“BOTÕES DOURADOS” e “LOS LOBOS” [9º ODC]
BOTÕES DOURADOS e LOS LOBOS são curtas-metragens que, por caminhos diversos, direcionam seus olhares para a mesma temática: as breves aparições da inocência juvenil em situações incompatíveis com essa faixa etária. Eles são, respectivamente, sobre o duro treinamento de meninos para integrá-los à Guarda Nacional russa e o cotidiano comum de dois irmãos cubanos para brincar com atividades relacionadas à guerra.
No documentário dirigido por Alexey Evstigneev, é possível notar críticas ao autoritarismo de Vladimir Putin por criar uma instituição militarizada para atacar a oposição. Ao lado desse posicionamento, há um rigor formal de decupar o roteiro em muitos planos fixos com closes nos jovens durante o período vivido na Escola de Cadetes. O formalismo das escolhas estéticas coincide com a rigorosa preparação militar com seus valores de hierarquia e disciplina, porém o documentarista aproveita brechas no sistema para se “infiltrar” em um cenário tão frio: ele capta fragmentos de gestos, sons e expressões faciais que exponham a desumanização daquele meio.

Objetivo
Responda às perguntas a seguir com base no texto sobre os curtas-metragens acima.
1. Quem dirigiu o documentário sobre o treinamento de meninos para a Guarda Nacional russa?
2. Em que lugar os jovens passam o período registrado nos closes?
3. Qual é a nacionalidade dos dois irmãos retratados em LOS LOBOS?

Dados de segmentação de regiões
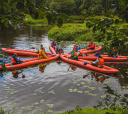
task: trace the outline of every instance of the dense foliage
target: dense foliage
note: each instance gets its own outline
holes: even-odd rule
[[[48,24],[63,25],[67,15],[117,15],[128,22],[127,0],[0,0],[0,27],[16,27],[24,14],[46,17]],[[63,15],[62,15],[63,14]]]

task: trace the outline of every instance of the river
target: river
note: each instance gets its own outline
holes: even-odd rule
[[[0,31],[0,47],[38,50],[43,44],[49,51],[47,31],[19,24],[16,30]],[[35,49],[32,49],[32,48]],[[66,44],[64,52],[72,50]],[[0,51],[2,54],[3,52]],[[28,59],[22,58],[21,59]],[[10,57],[1,58],[2,63],[11,62]],[[3,73],[0,77],[0,106],[17,114],[58,113],[97,105],[105,97],[103,87],[108,85],[118,94],[128,93],[128,64],[106,63],[120,70],[117,75],[98,74],[87,69],[70,66],[60,60],[35,66],[23,71]]]

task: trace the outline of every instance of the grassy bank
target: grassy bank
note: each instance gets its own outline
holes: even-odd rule
[[[127,114],[128,109],[123,109],[123,108],[118,108],[116,110],[111,110],[111,109],[99,109],[96,110],[94,108],[86,108],[86,109],[80,109],[80,110],[72,110],[72,111],[67,111],[64,113],[58,113],[58,114]]]
[[[55,26],[48,32],[49,38],[54,38],[58,41],[89,41],[92,38],[91,35],[92,31],[86,28],[85,23],[66,23],[61,28]]]
[[[31,26],[48,26],[46,18],[35,20],[30,15],[25,15],[24,22]]]
[[[5,110],[4,108],[0,107],[0,114],[15,114],[15,110]],[[40,114],[46,114],[46,111],[41,111]],[[123,107],[117,107],[116,110],[112,109],[94,109],[94,108],[86,108],[82,109],[77,106],[74,110],[66,111],[62,113],[50,113],[50,114],[128,114],[128,109]]]

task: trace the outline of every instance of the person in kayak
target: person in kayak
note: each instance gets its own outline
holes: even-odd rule
[[[59,46],[56,46],[56,53],[64,53],[63,49]]]
[[[57,43],[56,43],[55,39],[52,40],[51,46],[52,46],[54,49],[55,49],[55,47],[57,46]]]
[[[117,57],[118,56],[117,51],[118,51],[117,48],[114,49],[114,47],[113,47],[113,49],[110,51],[108,57],[114,57],[114,56]]]
[[[82,50],[79,50],[79,51],[78,51],[78,56],[84,56],[84,53],[83,53]]]
[[[92,62],[93,66],[102,68],[104,65],[104,59],[99,55],[95,62]]]
[[[20,58],[17,58],[17,53],[14,53],[14,55],[12,55],[11,60],[13,65],[20,64],[23,62],[20,60]]]
[[[91,50],[95,49],[95,43],[92,40],[91,40],[91,43],[87,45],[87,49],[88,50],[89,49],[91,49]]]
[[[71,57],[69,57],[69,58],[78,61],[77,50],[73,50],[73,51],[71,52]]]
[[[40,49],[41,48],[43,48],[44,52],[46,53],[45,48],[44,48],[44,46],[42,44],[40,45]],[[39,50],[36,53],[39,53]]]
[[[74,47],[73,47],[73,50],[78,51],[79,50],[79,47],[75,44]]]
[[[48,58],[47,55],[44,52],[44,48],[43,47],[40,47],[38,58],[39,59],[46,59],[46,58]]]

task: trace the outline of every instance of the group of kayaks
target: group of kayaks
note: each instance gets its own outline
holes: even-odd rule
[[[113,73],[119,72],[119,70],[105,66],[105,65],[102,68],[93,66],[93,65],[91,65],[91,62],[88,61],[88,60],[96,60],[98,58],[98,54],[89,54],[89,53],[95,53],[96,51],[100,51],[102,49],[102,46],[96,47],[94,50],[80,49],[80,51],[82,51],[85,54],[85,56],[78,56],[78,61],[70,59],[69,58],[71,56],[70,53],[56,54],[56,51],[54,50],[54,48],[51,45],[49,46],[49,49],[50,49],[51,53],[46,53],[46,55],[48,56],[47,59],[38,59],[38,58],[27,59],[27,60],[23,60],[23,63],[20,63],[20,64],[15,64],[15,65],[12,65],[12,63],[5,64],[5,67],[8,69],[18,69],[18,68],[24,68],[27,66],[32,66],[32,65],[36,65],[36,64],[40,64],[40,63],[53,61],[53,60],[60,58],[64,62],[73,64],[73,65],[76,65],[76,66],[79,66],[82,68],[86,68],[89,70],[93,70],[96,72],[101,72],[101,73],[105,73],[105,74],[106,73],[113,74]],[[20,49],[7,49],[7,48],[1,48],[1,50],[8,54],[17,53],[20,56],[22,55],[22,56],[38,57],[38,53],[36,53],[36,51],[20,50]],[[126,56],[117,56],[116,58],[108,57],[108,55],[101,55],[101,56],[103,57],[104,61],[107,61],[107,62],[125,62],[128,60]],[[3,69],[3,67],[0,66],[0,69]]]

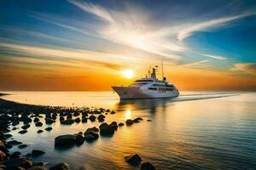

Resolução
1. Alexey Evstigneev.
2. Na Escola de Cadetes.
3. Cubana.